:: Tugas Anda ::
1. Menurut teks sumber, lembaga mana yang mendefinisikan child grooming?
2. Tolong salin persis bagian teks sumber yang dimulai dengan "Dua tahun kemudian, sang" dan berlanjut hingga "dianggap lebih religius.".

:: Teks Sumber ::
Beberapa bulan kemudian, sang perempuan mendengar kabar gurunya berpacaran dengan temannya. Ia menyadari bahwa hubungan tersebut sudah terjalin saat temannya masih berstatus siswa. Di tempat barunya, sang guru kembali menjalin asmara dengan seorang siswa. Ia tidak menghubungi lagi sang guru sejak mengetahui hal tersebut.
Dua tahun kemudian, sang guru kembali menghubunginya lewat Instagram. Ia berusaha memulai obrolan tentang kesibukannya dan orang-orang di tempat kerjanya. Dalam percakapan, sang guru mengatakan bahwa siswa perempuan itu sebenarnya kandidat utama untuk menjadi kekasihnya semasa sekolah. Meski saat itu ia berpacaran dengan siswa lain, ia tetap mengekspresikan rasa sukanya kepada siswa perempuan itu. Alasan ia tidak melanjutkan niatnya adalah rasa frustrasi kepada sang perempuan yang memiliki keluarga yang kaku soal jam malam dan sang perempuan dianggap lebih religius.
Perempuan itu membaca setiap gelembung percakapan dengan perasaan campur aduk. Percakapan tersebut meyakinkan dirinya untuk memblokir akun sang guru untuk mengakhiri percakapan sekaligus hubungan dengannya.
Ihwal Child Grooming
Kisah di atas merupakan contoh manipulasi yang disebut sebagai child grooming. Lembaga perlindungan anak di Inggris, National Crime Agency’s Child Exploitation and Online Protection (NCA-CEOP), mendefinisikan child grooming sebagai tindakan pelaku membangun hubungan dengan anak untuk mendapatkan kepercayaan dan posisi berkuasa atas anak tersebut, dengan tujuan melakukan pelecehan seksual. Tindakan child grooming juga dapat berkembang menjadi eksploitasi lain seperti menjalin hubungan asmara, perdagangan manusia, dan eksploitasi tenaga kerja. Pelaku child grooming melakukan aksinya tanpa terbatas tempat (daring/luring), identitas (jenis kelamin, usia, dll), serta hubungan (orang asing atau orang yang dikenal).

:: Data untuk menemukan letak benda yang disebut namanya ::
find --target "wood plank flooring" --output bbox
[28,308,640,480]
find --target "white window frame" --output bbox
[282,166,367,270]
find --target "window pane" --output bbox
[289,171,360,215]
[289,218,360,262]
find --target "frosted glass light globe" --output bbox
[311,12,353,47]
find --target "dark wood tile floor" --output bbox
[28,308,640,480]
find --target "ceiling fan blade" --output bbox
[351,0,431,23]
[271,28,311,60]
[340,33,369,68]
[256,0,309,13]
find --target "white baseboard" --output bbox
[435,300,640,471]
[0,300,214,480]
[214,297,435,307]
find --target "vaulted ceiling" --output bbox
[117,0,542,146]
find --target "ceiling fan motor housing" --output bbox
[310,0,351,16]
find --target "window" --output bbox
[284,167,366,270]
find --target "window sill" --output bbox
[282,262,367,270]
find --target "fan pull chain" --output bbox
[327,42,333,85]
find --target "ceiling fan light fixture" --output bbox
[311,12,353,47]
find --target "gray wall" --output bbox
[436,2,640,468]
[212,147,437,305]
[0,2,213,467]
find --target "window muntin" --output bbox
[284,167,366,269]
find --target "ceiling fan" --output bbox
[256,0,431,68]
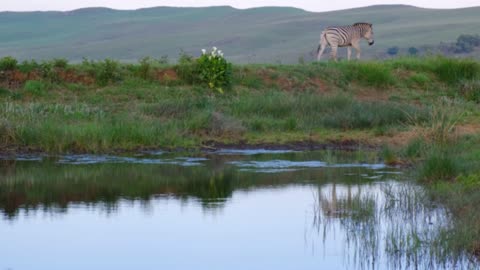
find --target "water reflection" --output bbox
[306,181,478,269]
[0,152,393,218]
[0,150,477,269]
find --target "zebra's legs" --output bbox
[352,44,362,60]
[317,44,327,61]
[331,46,338,62]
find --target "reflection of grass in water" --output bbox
[382,183,477,269]
[313,182,478,269]
[313,184,380,269]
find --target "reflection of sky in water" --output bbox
[213,149,296,156]
[57,155,207,166]
[0,150,472,270]
[229,160,387,173]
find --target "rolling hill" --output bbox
[0,5,480,63]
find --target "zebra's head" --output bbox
[353,23,375,46]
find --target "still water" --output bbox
[0,150,477,270]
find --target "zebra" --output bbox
[317,22,375,61]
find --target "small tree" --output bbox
[408,47,418,55]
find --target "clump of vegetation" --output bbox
[460,80,480,103]
[23,80,48,96]
[454,34,480,53]
[0,56,18,71]
[341,61,395,88]
[433,57,480,84]
[177,47,233,93]
[420,149,459,181]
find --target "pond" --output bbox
[0,149,478,270]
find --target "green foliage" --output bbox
[39,61,60,83]
[52,58,68,69]
[404,138,428,159]
[387,46,400,56]
[408,47,418,55]
[176,47,233,93]
[0,56,18,71]
[339,61,395,87]
[175,51,198,84]
[408,72,432,88]
[23,81,48,96]
[420,149,460,181]
[137,57,152,80]
[196,47,232,93]
[18,59,40,73]
[381,145,398,165]
[433,57,480,84]
[0,118,16,147]
[79,58,121,86]
[455,34,480,53]
[96,58,120,86]
[460,80,480,103]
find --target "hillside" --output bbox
[0,5,480,63]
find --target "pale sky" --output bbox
[0,0,480,11]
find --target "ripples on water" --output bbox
[0,149,476,269]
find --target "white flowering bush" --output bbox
[196,47,232,93]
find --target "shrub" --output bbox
[95,58,119,86]
[137,57,152,80]
[18,60,40,73]
[176,47,232,93]
[408,73,431,87]
[197,47,232,93]
[39,62,60,83]
[23,81,48,96]
[0,56,18,71]
[343,62,395,87]
[52,58,68,69]
[433,57,480,84]
[0,119,15,146]
[460,80,480,103]
[175,51,197,83]
[420,150,459,181]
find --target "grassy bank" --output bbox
[0,54,480,262]
[0,57,480,153]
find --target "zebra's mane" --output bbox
[353,22,372,27]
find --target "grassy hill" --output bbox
[0,5,480,63]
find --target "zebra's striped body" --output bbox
[317,23,375,61]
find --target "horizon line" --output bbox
[0,4,480,13]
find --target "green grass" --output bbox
[0,57,478,153]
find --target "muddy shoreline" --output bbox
[0,140,380,157]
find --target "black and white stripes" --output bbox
[317,23,374,61]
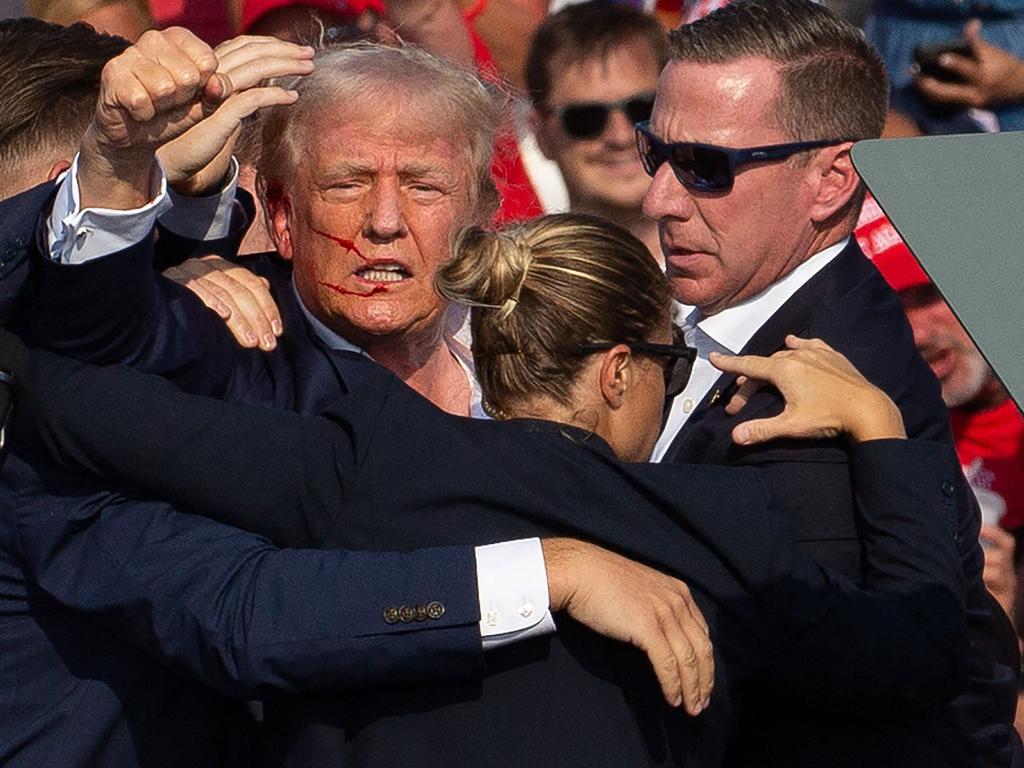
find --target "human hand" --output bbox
[914,18,1024,108]
[164,256,284,352]
[709,335,906,445]
[541,539,715,715]
[79,28,312,209]
[978,525,1017,620]
[158,35,314,196]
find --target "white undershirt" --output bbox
[651,238,850,462]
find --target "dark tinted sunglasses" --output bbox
[637,122,849,191]
[580,333,697,398]
[552,93,654,138]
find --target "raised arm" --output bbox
[14,342,714,714]
[32,30,312,393]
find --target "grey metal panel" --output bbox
[853,132,1024,411]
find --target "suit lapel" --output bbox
[663,238,873,463]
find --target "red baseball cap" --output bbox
[854,196,932,293]
[242,0,385,32]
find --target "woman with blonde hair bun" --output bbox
[18,214,966,768]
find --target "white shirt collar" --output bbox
[697,238,850,354]
[292,280,479,419]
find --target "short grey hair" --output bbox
[258,42,506,219]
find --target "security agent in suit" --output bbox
[25,31,720,692]
[7,28,720,764]
[638,0,1020,766]
[18,216,964,766]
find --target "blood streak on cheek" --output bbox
[313,229,367,261]
[319,281,387,297]
[313,229,387,297]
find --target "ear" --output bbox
[526,106,555,161]
[46,160,71,181]
[256,176,294,261]
[599,344,635,411]
[809,141,860,223]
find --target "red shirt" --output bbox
[949,399,1024,530]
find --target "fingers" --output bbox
[165,256,284,351]
[725,376,764,416]
[964,18,984,47]
[708,352,772,381]
[918,77,977,106]
[635,577,715,715]
[732,412,807,445]
[204,36,315,104]
[978,523,1017,555]
[118,28,216,121]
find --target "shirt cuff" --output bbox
[476,539,555,650]
[46,155,171,264]
[160,158,239,241]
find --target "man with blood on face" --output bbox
[258,48,500,416]
[637,0,1019,767]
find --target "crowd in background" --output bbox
[0,0,1024,765]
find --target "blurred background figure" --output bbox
[241,0,385,43]
[865,0,1024,133]
[525,2,667,261]
[26,0,150,42]
[857,218,1024,732]
[0,18,128,200]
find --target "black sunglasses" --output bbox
[552,92,654,138]
[637,122,849,191]
[580,329,697,398]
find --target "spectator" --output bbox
[866,0,1024,133]
[873,231,1024,593]
[526,1,666,259]
[640,0,1019,766]
[5,30,708,764]
[28,0,154,42]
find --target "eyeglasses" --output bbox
[552,93,654,138]
[580,329,697,398]
[637,122,849,191]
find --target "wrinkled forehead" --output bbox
[294,96,472,175]
[650,57,786,146]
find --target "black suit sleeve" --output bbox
[18,350,370,547]
[767,440,968,709]
[0,455,483,697]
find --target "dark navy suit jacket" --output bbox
[665,241,1018,767]
[22,355,966,767]
[0,187,482,768]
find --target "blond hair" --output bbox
[259,42,504,220]
[435,213,672,415]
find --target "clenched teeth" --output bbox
[356,264,409,283]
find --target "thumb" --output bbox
[964,18,983,46]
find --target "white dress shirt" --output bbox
[47,157,555,650]
[651,238,850,462]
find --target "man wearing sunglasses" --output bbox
[636,0,1019,766]
[525,2,666,256]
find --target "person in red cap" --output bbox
[856,199,1024,617]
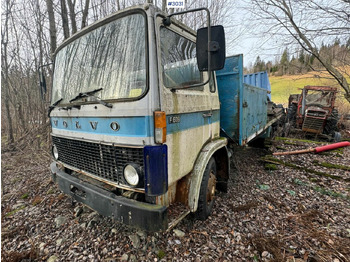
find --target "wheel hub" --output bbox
[207,171,216,204]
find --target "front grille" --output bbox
[302,116,324,133]
[52,136,143,184]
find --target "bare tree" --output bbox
[46,0,57,53]
[1,0,14,144]
[253,0,350,103]
[60,0,70,39]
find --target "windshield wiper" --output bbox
[47,98,63,117]
[69,88,113,108]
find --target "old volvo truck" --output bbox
[49,4,282,231]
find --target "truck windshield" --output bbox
[52,14,147,104]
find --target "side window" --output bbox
[160,27,203,90]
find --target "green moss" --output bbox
[275,137,324,145]
[262,156,344,180]
[46,187,55,195]
[6,205,26,217]
[309,177,320,182]
[21,193,29,199]
[265,163,278,170]
[157,249,166,259]
[313,160,350,171]
[312,186,350,199]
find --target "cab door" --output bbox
[157,18,220,188]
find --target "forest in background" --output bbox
[245,38,350,76]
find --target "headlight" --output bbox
[52,145,58,160]
[124,164,142,187]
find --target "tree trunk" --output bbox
[60,0,69,39]
[67,0,77,35]
[81,0,89,28]
[46,0,57,54]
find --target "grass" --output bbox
[269,67,350,113]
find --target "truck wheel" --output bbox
[197,157,216,220]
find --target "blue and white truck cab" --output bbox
[50,4,229,231]
[49,4,282,231]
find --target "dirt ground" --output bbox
[1,138,350,262]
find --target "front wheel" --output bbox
[197,157,216,220]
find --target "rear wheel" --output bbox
[197,157,216,220]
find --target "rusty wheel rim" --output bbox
[207,171,216,204]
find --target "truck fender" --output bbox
[188,138,227,212]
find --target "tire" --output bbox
[196,157,216,220]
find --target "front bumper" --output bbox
[50,162,168,232]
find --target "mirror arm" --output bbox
[163,7,216,92]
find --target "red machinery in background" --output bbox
[287,86,340,141]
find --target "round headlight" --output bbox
[124,165,140,186]
[52,145,58,160]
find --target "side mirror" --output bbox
[196,25,226,72]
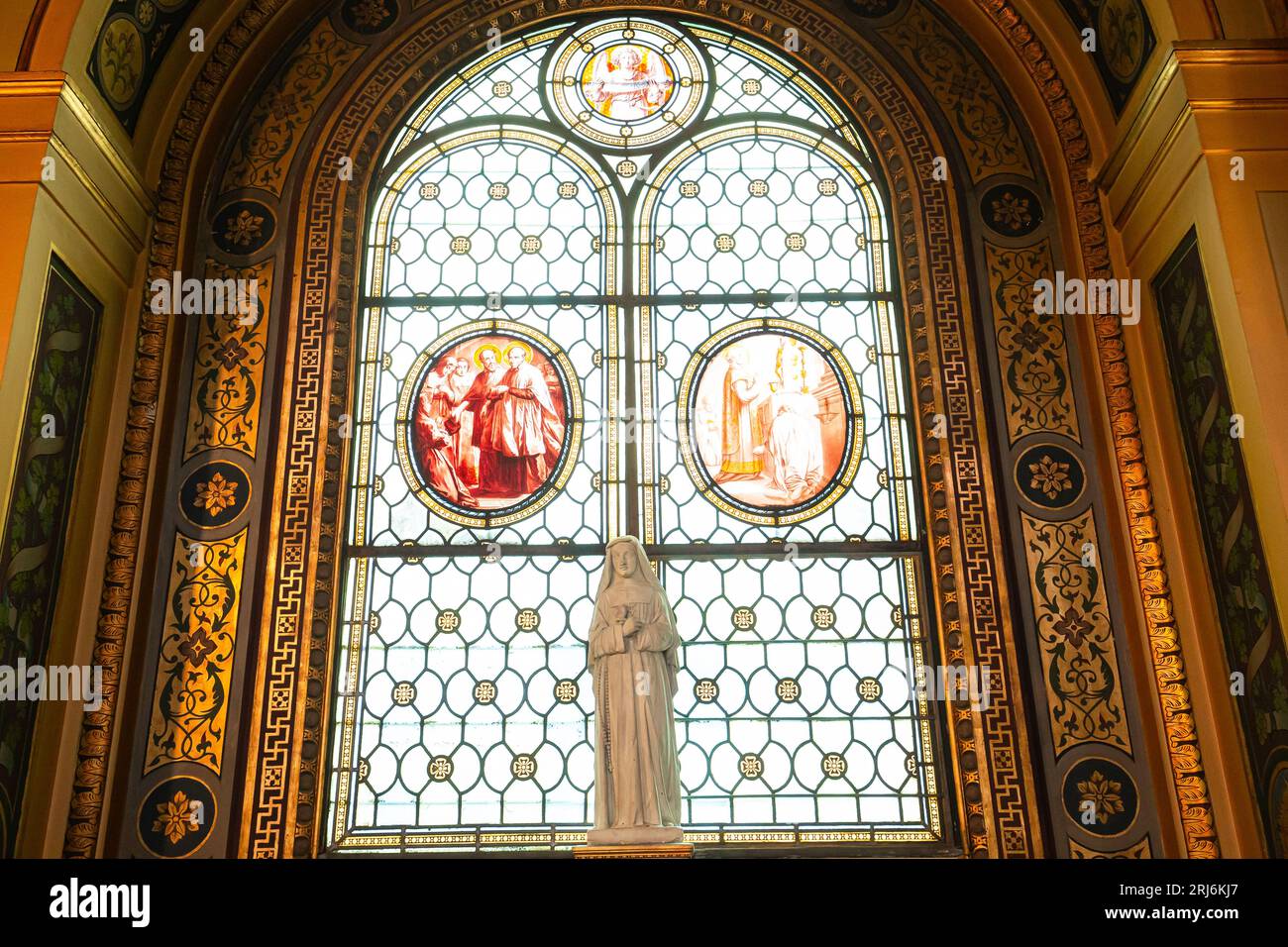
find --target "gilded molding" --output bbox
[975,0,1220,858]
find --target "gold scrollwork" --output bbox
[143,527,249,776]
[1021,510,1130,758]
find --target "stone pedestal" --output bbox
[587,826,684,845]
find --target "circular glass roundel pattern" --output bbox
[396,321,583,526]
[549,20,705,147]
[679,320,863,524]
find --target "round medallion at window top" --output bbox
[136,776,219,858]
[548,18,705,147]
[179,460,252,530]
[693,678,720,703]
[340,0,398,36]
[555,678,581,703]
[394,320,585,527]
[678,318,863,526]
[510,753,537,780]
[855,678,884,703]
[1061,756,1140,837]
[210,201,277,257]
[979,184,1042,237]
[425,756,456,783]
[1015,445,1087,510]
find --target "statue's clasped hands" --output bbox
[613,605,640,638]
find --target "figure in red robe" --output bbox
[413,366,476,506]
[488,344,564,496]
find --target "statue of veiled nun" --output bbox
[588,536,683,845]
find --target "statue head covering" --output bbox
[595,536,674,621]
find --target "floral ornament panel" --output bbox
[984,240,1081,443]
[211,201,277,257]
[1061,756,1140,837]
[86,0,197,132]
[1020,511,1130,759]
[220,20,364,196]
[184,259,273,464]
[979,184,1043,237]
[880,3,1031,180]
[1015,445,1087,510]
[138,776,218,858]
[1060,0,1156,115]
[179,460,252,530]
[143,530,248,776]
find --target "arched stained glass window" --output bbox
[329,18,944,850]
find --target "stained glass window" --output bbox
[327,17,944,852]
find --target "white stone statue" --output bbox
[587,536,683,845]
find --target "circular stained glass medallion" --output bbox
[396,322,583,526]
[549,20,705,147]
[680,320,863,524]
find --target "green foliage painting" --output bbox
[0,257,103,856]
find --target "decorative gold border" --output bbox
[975,0,1221,858]
[63,0,286,858]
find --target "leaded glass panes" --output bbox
[329,17,944,850]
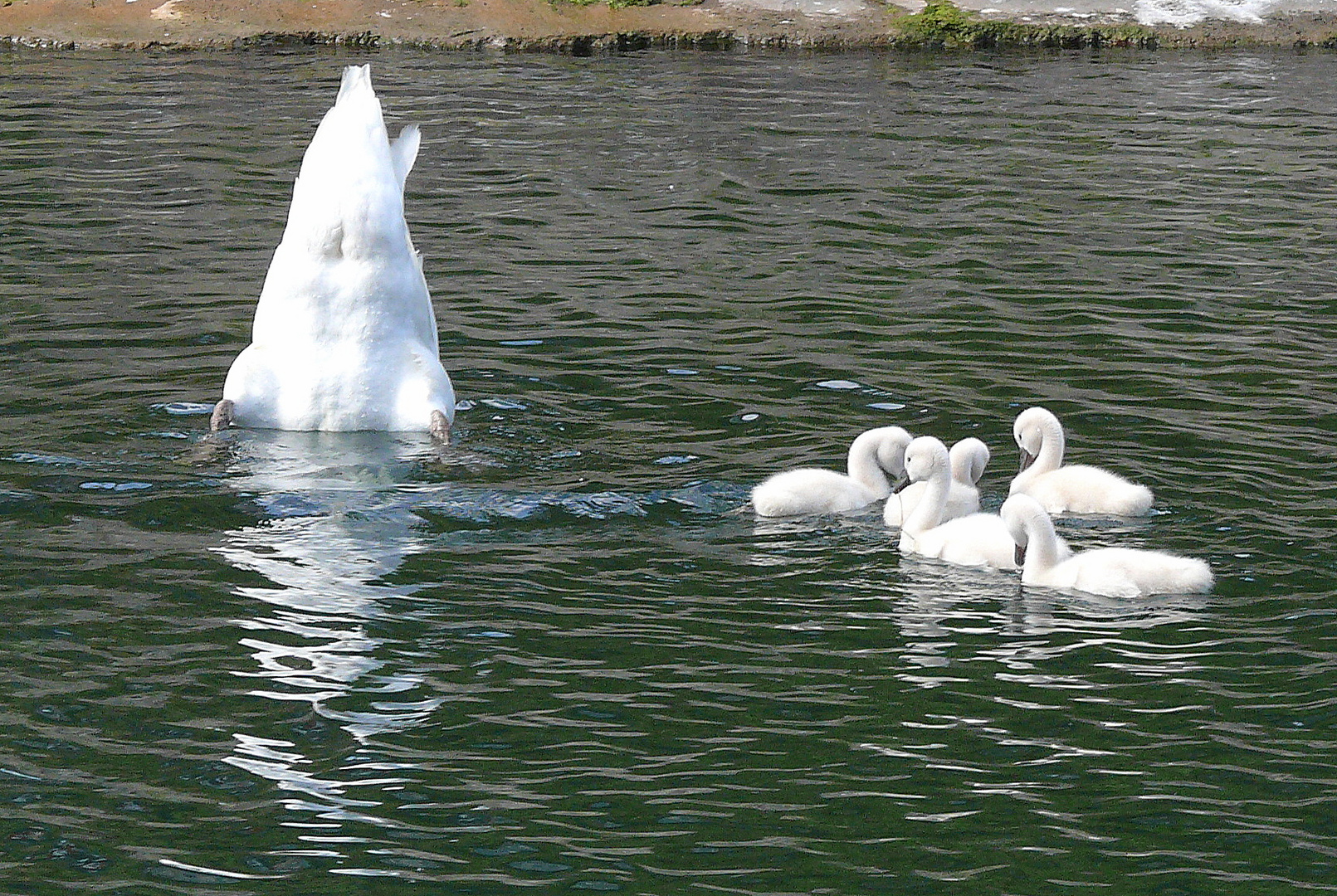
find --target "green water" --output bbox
[0,52,1337,896]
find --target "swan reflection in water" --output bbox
[218,431,442,817]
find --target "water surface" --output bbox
[0,52,1337,894]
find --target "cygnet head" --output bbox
[897,436,952,491]
[948,436,989,485]
[998,494,1053,567]
[1013,408,1063,470]
[849,426,910,477]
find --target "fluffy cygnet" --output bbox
[900,436,1058,570]
[212,66,455,439]
[1002,494,1213,598]
[751,426,910,516]
[882,437,989,525]
[1008,408,1151,516]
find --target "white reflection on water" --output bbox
[218,432,442,817]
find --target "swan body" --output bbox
[882,437,989,525]
[1008,408,1153,516]
[1000,494,1213,598]
[900,436,1066,570]
[751,426,910,516]
[214,66,455,436]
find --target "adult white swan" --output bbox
[212,66,455,439]
[882,437,989,525]
[900,436,1067,570]
[751,426,910,516]
[1002,494,1213,598]
[1008,408,1151,516]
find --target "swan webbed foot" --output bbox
[428,411,451,444]
[208,398,237,432]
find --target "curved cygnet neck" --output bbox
[901,443,952,533]
[845,426,909,499]
[1017,408,1066,474]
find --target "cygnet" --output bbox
[1008,408,1151,516]
[1002,494,1213,598]
[882,437,989,525]
[900,436,1058,570]
[751,426,910,516]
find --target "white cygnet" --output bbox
[1008,408,1151,516]
[900,436,1058,570]
[212,66,455,439]
[1002,494,1213,598]
[751,426,910,516]
[882,437,989,525]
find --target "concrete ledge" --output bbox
[0,0,1337,55]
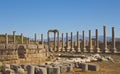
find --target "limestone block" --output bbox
[79,63,88,71]
[0,44,5,49]
[88,64,100,71]
[27,65,35,74]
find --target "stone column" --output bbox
[112,27,117,53]
[21,33,23,44]
[28,38,30,44]
[103,26,109,53]
[66,33,69,52]
[96,29,100,53]
[5,33,8,49]
[57,32,60,51]
[62,33,65,52]
[34,33,37,44]
[41,34,44,46]
[13,31,16,44]
[89,30,93,53]
[54,32,56,51]
[71,32,75,52]
[83,31,87,52]
[77,32,81,52]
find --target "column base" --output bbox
[77,48,81,52]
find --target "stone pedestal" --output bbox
[103,26,110,53]
[83,31,88,52]
[89,30,94,53]
[96,29,100,53]
[112,27,117,53]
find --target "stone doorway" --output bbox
[18,46,26,59]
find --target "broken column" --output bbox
[62,33,65,52]
[13,31,16,44]
[5,33,8,49]
[103,26,110,53]
[89,30,93,53]
[71,32,75,52]
[47,31,52,51]
[77,32,81,52]
[21,33,23,44]
[83,31,87,52]
[112,27,117,53]
[54,32,56,51]
[96,29,100,53]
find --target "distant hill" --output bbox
[45,35,112,42]
[0,34,28,43]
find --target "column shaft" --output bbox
[5,33,8,49]
[96,29,100,53]
[21,33,23,44]
[77,32,81,52]
[83,31,87,52]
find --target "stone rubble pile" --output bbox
[3,54,114,74]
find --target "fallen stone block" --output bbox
[27,65,35,74]
[88,64,100,71]
[35,67,47,74]
[47,67,60,74]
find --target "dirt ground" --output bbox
[64,55,120,74]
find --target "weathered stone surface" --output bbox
[88,64,100,71]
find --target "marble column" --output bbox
[13,31,16,44]
[83,31,87,52]
[54,32,56,51]
[47,31,52,51]
[57,32,60,51]
[77,32,81,52]
[112,27,117,53]
[41,34,44,46]
[21,33,23,44]
[5,33,8,49]
[34,33,37,44]
[96,29,100,53]
[62,33,65,52]
[28,38,30,44]
[103,26,110,53]
[66,33,69,52]
[71,32,75,52]
[89,30,94,53]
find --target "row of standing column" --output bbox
[59,26,117,53]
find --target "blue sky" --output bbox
[0,0,120,37]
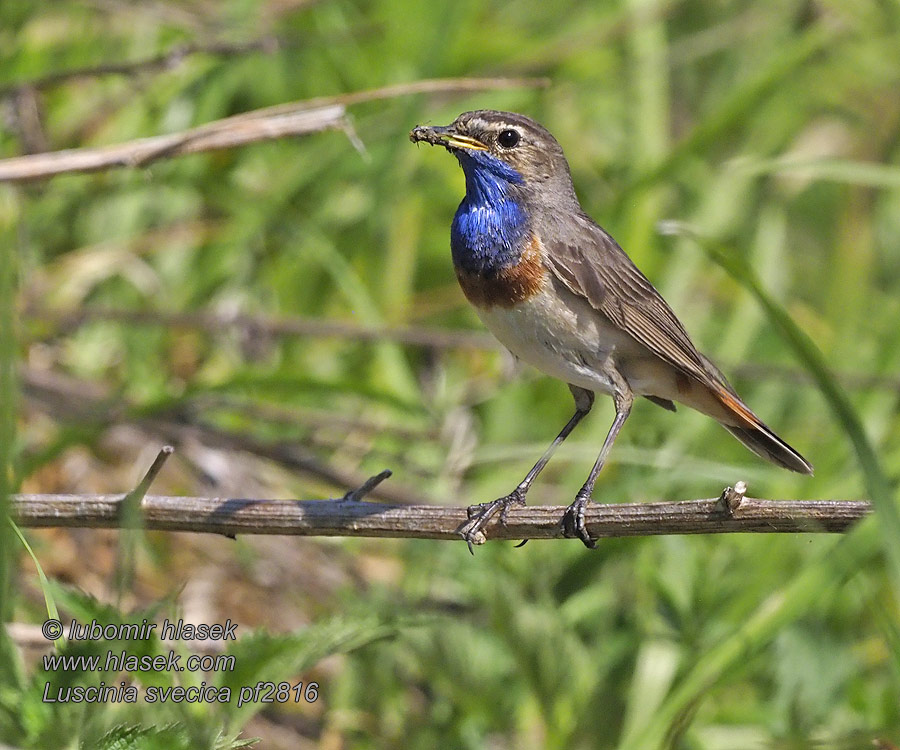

:: Jawaban Setiap Tugas ::
1. National Crime Agency’s Child Exploitation and Online Protection (NCA-CEOP), lembaga perlindungan anak di Inggris.

2.
Dua tahun kemudian, sang guru kembali menghubunginya lewat Instagram. Ia berusaha memulai obrolan tentang kesibukannya dan orang-orang di tempat kerjanya. Dalam percakapan, sang guru mengatakan bahwa siswa perempuan itu sebenarnya kandidat utama untuk menjadi kekasihnya semasa sekolah. Meski saat itu ia berpacaran dengan siswa lain, ia tetap mengekspresikan rasa sukanya kepada siswa perempuan itu. Alasan ia tidak melanjutkan niatnya adalah rasa frustrasi kepada sang perempuan yang memiliki keluarga yang kaku soal jam malam dan sang perempuan dianggap lebih religius.